• TASK TO CARRY OUT
Make an exact copy of the entries below.

Records from a data collection:
:::::

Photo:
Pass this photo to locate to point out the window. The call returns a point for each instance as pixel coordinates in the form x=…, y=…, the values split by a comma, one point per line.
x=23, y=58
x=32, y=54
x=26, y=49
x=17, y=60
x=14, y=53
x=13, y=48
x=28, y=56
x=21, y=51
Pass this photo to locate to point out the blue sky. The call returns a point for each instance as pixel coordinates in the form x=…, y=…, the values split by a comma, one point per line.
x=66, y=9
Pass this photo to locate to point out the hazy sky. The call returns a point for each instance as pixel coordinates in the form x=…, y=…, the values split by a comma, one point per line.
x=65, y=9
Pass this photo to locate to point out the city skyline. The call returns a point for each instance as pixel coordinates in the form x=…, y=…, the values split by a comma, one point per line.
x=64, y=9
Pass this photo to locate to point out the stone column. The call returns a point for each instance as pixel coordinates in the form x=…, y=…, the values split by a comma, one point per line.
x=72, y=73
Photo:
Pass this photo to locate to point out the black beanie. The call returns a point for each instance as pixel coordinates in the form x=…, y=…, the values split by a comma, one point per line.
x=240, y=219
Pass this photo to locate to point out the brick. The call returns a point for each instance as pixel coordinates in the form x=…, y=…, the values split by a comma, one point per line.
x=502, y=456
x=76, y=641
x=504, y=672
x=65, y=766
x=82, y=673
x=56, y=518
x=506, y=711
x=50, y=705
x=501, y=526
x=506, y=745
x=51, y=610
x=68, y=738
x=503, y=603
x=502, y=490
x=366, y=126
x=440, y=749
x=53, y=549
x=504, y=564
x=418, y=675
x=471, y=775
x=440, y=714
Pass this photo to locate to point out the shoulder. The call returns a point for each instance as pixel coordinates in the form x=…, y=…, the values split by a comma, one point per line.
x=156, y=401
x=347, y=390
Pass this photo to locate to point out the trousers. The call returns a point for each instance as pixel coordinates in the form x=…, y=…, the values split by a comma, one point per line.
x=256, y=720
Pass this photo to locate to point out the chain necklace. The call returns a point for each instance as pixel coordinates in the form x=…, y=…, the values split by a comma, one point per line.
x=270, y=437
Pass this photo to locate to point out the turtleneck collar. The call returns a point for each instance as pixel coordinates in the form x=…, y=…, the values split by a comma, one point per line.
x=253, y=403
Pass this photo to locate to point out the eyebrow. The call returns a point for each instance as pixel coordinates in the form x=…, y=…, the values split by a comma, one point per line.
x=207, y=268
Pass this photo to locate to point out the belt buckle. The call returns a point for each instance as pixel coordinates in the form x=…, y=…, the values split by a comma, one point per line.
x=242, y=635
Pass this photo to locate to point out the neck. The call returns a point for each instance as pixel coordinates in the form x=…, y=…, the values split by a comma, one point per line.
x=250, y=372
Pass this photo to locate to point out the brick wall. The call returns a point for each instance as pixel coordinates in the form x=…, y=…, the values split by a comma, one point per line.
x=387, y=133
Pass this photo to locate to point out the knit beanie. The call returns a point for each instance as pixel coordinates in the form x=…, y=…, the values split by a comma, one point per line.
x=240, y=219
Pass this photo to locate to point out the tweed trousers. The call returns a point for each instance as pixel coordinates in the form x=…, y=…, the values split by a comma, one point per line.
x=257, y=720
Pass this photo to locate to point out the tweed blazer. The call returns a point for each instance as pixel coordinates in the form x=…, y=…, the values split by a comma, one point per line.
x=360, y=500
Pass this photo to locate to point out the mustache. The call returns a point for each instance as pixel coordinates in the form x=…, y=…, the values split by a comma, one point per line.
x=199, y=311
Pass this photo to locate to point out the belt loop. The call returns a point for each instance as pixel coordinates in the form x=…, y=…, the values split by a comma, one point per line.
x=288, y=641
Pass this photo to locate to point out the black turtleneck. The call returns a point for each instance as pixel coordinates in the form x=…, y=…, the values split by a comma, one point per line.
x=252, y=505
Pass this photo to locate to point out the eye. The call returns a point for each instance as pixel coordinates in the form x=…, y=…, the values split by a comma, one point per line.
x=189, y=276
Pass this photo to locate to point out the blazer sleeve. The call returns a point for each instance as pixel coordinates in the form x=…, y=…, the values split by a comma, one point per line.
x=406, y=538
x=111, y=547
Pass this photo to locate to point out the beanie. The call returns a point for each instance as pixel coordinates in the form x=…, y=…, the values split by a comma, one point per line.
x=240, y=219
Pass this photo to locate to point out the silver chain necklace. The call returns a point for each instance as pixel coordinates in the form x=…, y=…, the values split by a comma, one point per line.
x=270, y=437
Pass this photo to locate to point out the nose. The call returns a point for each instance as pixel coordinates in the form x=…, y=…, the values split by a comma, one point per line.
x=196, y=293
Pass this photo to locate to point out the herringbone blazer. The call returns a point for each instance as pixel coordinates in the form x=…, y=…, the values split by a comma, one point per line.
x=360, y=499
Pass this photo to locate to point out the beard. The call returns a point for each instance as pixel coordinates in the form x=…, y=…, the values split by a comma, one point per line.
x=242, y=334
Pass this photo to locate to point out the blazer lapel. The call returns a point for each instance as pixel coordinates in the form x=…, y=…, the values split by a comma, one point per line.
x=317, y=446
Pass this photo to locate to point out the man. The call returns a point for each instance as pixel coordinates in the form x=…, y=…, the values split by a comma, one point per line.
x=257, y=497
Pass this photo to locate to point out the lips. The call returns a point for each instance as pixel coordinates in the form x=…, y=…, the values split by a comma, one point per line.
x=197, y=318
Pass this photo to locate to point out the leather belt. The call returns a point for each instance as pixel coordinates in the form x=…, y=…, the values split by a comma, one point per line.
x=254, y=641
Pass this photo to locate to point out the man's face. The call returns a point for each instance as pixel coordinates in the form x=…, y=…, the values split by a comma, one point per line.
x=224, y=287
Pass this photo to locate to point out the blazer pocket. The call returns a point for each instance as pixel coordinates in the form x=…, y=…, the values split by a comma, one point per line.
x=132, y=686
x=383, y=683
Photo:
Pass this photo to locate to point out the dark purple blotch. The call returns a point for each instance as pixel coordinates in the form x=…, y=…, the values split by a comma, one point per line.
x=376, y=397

:::::

• ANSWER SECTION
Photo:
Pass this photo to locate to point out the window. The call returns a point for each instance as pixel coordinates in the form x=…, y=…, the values split by a comma, one point per line.
x=23, y=58
x=32, y=54
x=26, y=49
x=17, y=60
x=14, y=53
x=13, y=48
x=28, y=56
x=21, y=51
Pass this photo to locate to point out the blue sky. The call returns a point for each instance as pixel coordinates in the form x=…, y=…, the values split by a comma, one point per line.
x=66, y=9
Pass this photo to locate to point out the hazy sky. The call returns a point for each instance as pixel coordinates in the form x=…, y=…, the values split by a comma, one point per line.
x=65, y=9
Pass this photo to locate to point out the city skyline. The call returns a point for each instance as pixel coordinates in the form x=…, y=…, the values split by a comma, one point per line.
x=64, y=9
Pass this photo to locate to point out the stone column. The call returns a point for each instance as pixel coordinates in the form x=…, y=…, the values split by a comma, one point per line.
x=72, y=73
Photo:
Pass this photo to locate to point out the black beanie. The call returns a point for each instance as pixel coordinates in the form x=…, y=…, the values split by a comma, one point per line.
x=240, y=219
Pass this photo to locate to point out the brick. The call returns a point for each instance as pixel coordinates in the form x=…, y=…, the values split by a comma, one point per line.
x=502, y=456
x=76, y=641
x=504, y=672
x=65, y=766
x=82, y=673
x=56, y=518
x=506, y=711
x=50, y=705
x=501, y=526
x=506, y=745
x=51, y=610
x=68, y=738
x=503, y=603
x=502, y=490
x=366, y=126
x=440, y=749
x=53, y=549
x=504, y=564
x=418, y=675
x=471, y=775
x=440, y=714
Pass this photo to locate to point out the shoulder. The call returns a point for each instance as pixel coordinates in the form x=…, y=…, the values split by a comma, one point per line.
x=156, y=401
x=347, y=390
Pass this photo to locate to point out the trousers. The call returns a point for each instance as pixel coordinates in the form x=…, y=…, the values split by a comma, one point per line.
x=256, y=720
Pass this photo to locate to point out the chain necklace. The call returns a point for each instance as pixel coordinates in the form x=…, y=…, the values split by a comma, one point per line.
x=270, y=437
Pass this photo to locate to point out the turtleneck collar. The call returns a point for each instance as pixel coordinates in the form x=…, y=…, the values split by a comma, one point per line.
x=253, y=403
Pass this photo to locate to point out the eyebrow. The call returns a point for each instance as pixel coordinates in the form x=…, y=…, the values split by a comma, one point per line.
x=207, y=268
Pass this photo to locate to point out the belt buckle. The call returns a point for each instance as pixel coordinates in the form x=…, y=…, the values split by a comma, one point per line.
x=242, y=635
Pass this photo to locate to point out the neck. The call returns a point for each instance as pixel coordinates in the form x=…, y=…, the values split by a comma, one point per line.
x=250, y=372
Pass this photo to locate to point out the brick wall. The call returns a point for each instance as pixel coordinates in the form x=…, y=…, the values split by a comma, one point per line.
x=387, y=133
Pass this photo to locate to point out the knit beanie. The call returns a point for each instance as pixel coordinates in the form x=…, y=…, the values split by a comma, one point per line.
x=240, y=219
Pass this photo to locate to point out the tweed trousers. The call returns a point for each instance as pixel coordinates in the form x=…, y=…, the values split by a comma, one point per line.
x=257, y=720
Pass this photo to locate to point out the tweed blazer. The call returns a point for each instance as pixel coordinates in the form x=…, y=…, the values split by a comma, one point per line.
x=360, y=500
Pass this photo to locate to point out the mustache. The call returns a point for each instance as pixel coordinates in the form x=…, y=…, the values split by a comma, one point per line.
x=199, y=311
Pass this photo to locate to point out the belt loop. The call returns a point for each instance as pixel coordinates in the form x=…, y=…, the values split by a comma, one point per line.
x=288, y=641
Pass this photo to locate to point out the black turtleneck. The call returns a point for each instance as pixel coordinates in the form x=…, y=…, the values split by a comma, one point per line.
x=252, y=505
Pass this photo to locate to point out the eye. The call returns a point for each instance as pixel coordinates in the form x=…, y=…, the values split by a comma, one point per line.
x=189, y=276
Pass this photo to locate to point out the blazer sleeve. The call returns a point for each instance as pixel coordinates in the form x=…, y=…, the values split by a comma, one point per line.
x=406, y=538
x=111, y=547
Pass this photo to locate to point out the beanie. The call returns a point for each instance as pixel coordinates in the form x=…, y=…, the values split by a comma, one point per line.
x=240, y=219
Pass this photo to locate to point out the silver chain necklace. The call returns a point for each instance as pixel coordinates in the form x=…, y=…, the values split by a comma, one point per line.
x=270, y=437
Pass this photo to locate to point out the nose. The call returns a point for each instance as pixel coordinates in the form x=…, y=…, the values split by a comma, one point per line.
x=196, y=293
Pass this photo to locate to point out the herringbone blazer. The call returns a point for each instance as pixel coordinates in the form x=…, y=…, the values split by a comma, one point per line.
x=360, y=499
Pass this photo to locate to point out the beard. The call returns a point for each instance as pixel coordinates in the form x=…, y=…, the values split by a comma, one point per line.
x=242, y=334
Pass this photo to locate to point out the blazer lapel. The call returns a point for each instance as pixel coordinates in the form x=…, y=…, the values split by a comma, one point per line.
x=317, y=446
Pass this photo to locate to point out the man. The call returns a point for each instance as pixel coordinates in the form x=…, y=…, the values split by a comma, one point per line.
x=257, y=497
Pass this photo to locate to point out the lips. The call returns a point for each instance as pixel coordinates in the form x=…, y=…, the values split by a comma, one point per line.
x=197, y=318
Pass this photo to locate to point out the leather belt. The call returns a point for each instance as pixel coordinates in the form x=…, y=…, the values split by a comma, one point per line.
x=254, y=641
Pass this photo to locate to point out the man's face. The call returns a point for each instance as pixel coordinates in the form x=…, y=…, the values split by a comma, one point per line.
x=224, y=287
Pass this photo to locate to point out the blazer pocket. The call returns a point for each instance as pixel coordinates in the form x=…, y=…, the values split by a comma, one point per line.
x=132, y=686
x=383, y=683
Photo:
Pass this photo to locate to point out the dark purple blotch. The call returns a point for each instance as pixel coordinates in the form x=…, y=…, the values split by a comma, one point per line.
x=376, y=397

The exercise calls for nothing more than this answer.